__TAREAS__:
1 - Según el fragmento sobre dejar de fumar, ¿por qué quien narra se obligaba a no negociar siquiera la idea de fumar durante los primeros días? Responde en una a tres oraciones.
2 - Repite tal cual el fragmento sobre dejar de fumar entre "Viéndolo en retrospectiva, sí" y "sentía bastante feo.", ambos incluidos.

__FRAGMENTO__:
En la primera parte de
este cuasi tratado, dije que fumar era la única cosa de la que me arrepiento en
la vida. Es verdad. Pero también hay una cosa que me alegra de haber sido
fumadora: saborear la dicha de haberlo dejado. Porque por muchísimos años me
sentí atrapada, estúpida, maniatada, desesperada, cautiva, enclenque, débil,
aterrada, incapaz. Y eso se ha terminado. ¡¡Se ha terminado!! Ningún ñoño no-fumador
sabrá nunca lo que es eso… la alegría que puede dar vencer algo de esas
proporciones, la posibilidad de experimentar un cambio de vida tan grande. Y sé
que suena medio discriminatorio con los no-fumadores, y sé que muchos están
pensando que en ese agujero terrorífico me metí yo sola, al fin y al cabo. Y
todo eso es de algún modo cierto. Pero eso no le quita lo chingón a haberlo
logrado.
Viéndolo en retrospectiva, sí me costó trabajo. Mucho. Los primeros días
no podía dejar de pensar en los cigarros, y aparte de la obsesión, vivía en una
permanente negociación mental. Sabía que no debía coquetear con la idea de fumar,
que en el momento en que cediera terreno a la posibilidad, podía valer madres. Lo
que me ayudaba mucho entonces era recordar que NO debía ni siquiera negociar,
que simplemente debía pensar en otra cosa. Claramente funcionó. El primer día
–quizá la primera semana- hubo varios momentos en que buscaba la cajetilla en
automático, y cuando me acordaba que ya no habría cigarros, sí sentía bastante feo.

__MATERIAL EN BRUTO__:
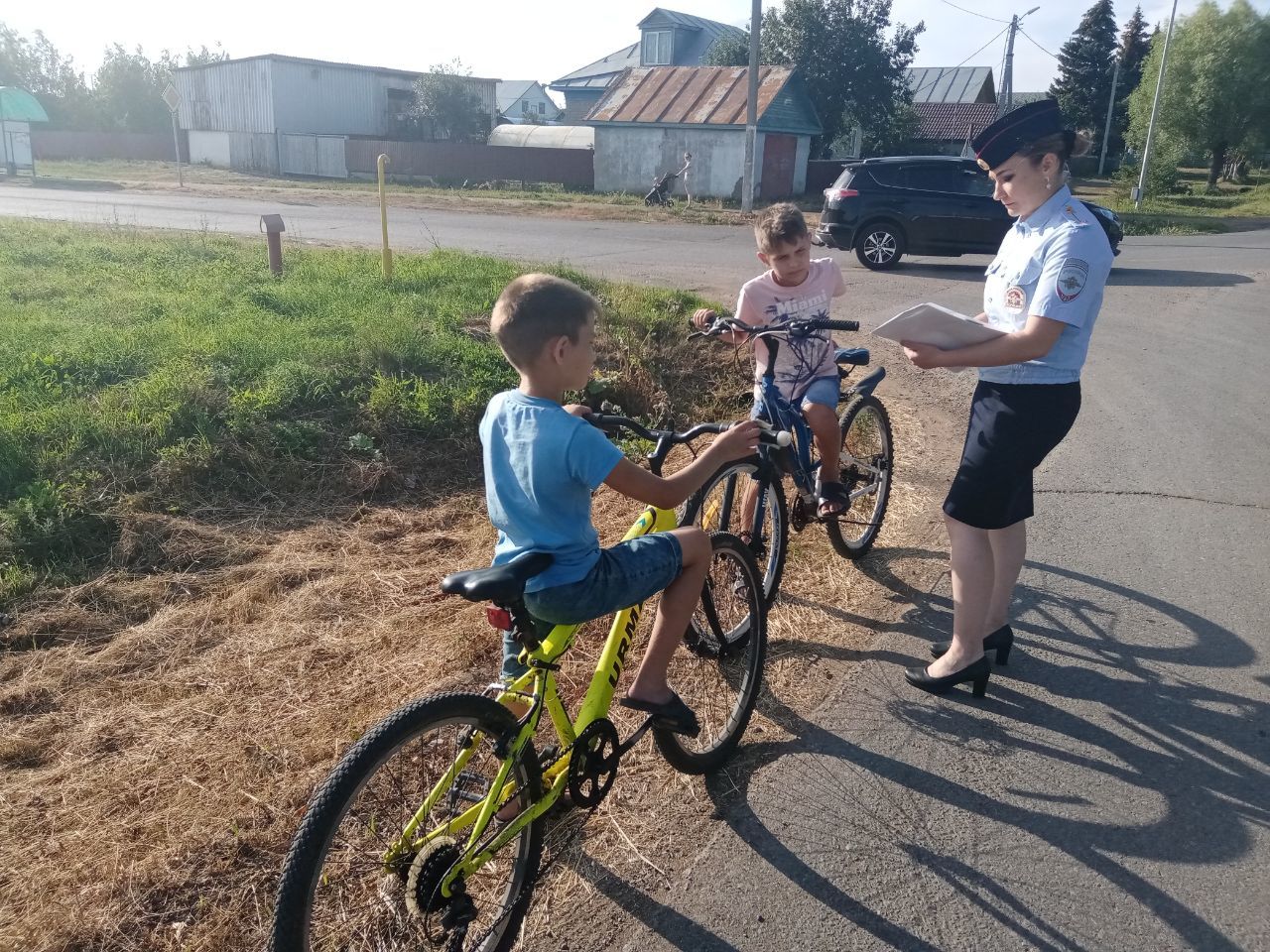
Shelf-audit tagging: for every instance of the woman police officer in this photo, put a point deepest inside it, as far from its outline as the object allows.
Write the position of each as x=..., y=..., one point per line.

__RESPUESTAS ESPERADAS__:
1 - Sabía que en el momento en que cediera terreno a la posibilidad de fumar, todo podía echarse a perder. Por eso se recordaba que no debía ni siquiera negociar y que simplemente tenía que pensar en otra cosa.

2 -
Viéndolo en retrospectiva, sí me costó trabajo. Mucho. Los primeros días
no podía dejar de pensar en los cigarros, y aparte de la obsesión, vivía en una
permanente negociación mental. Sabía que no debía coquetear con la idea de fumar,
que en el momento en que cediera terreno a la posibilidad, podía valer madres. Lo
que me ayudaba mucho entonces era recordar que NO debía ni siquiera negociar,
que simplemente debía pensar en otra cosa. Claramente funcionó. El primer día
–quizá la primera semana- hubo varios momentos en que buscaba la cajetilla en
automático, y cuando me acordaba que ya no habría cigarros, sí sentía bastante feo.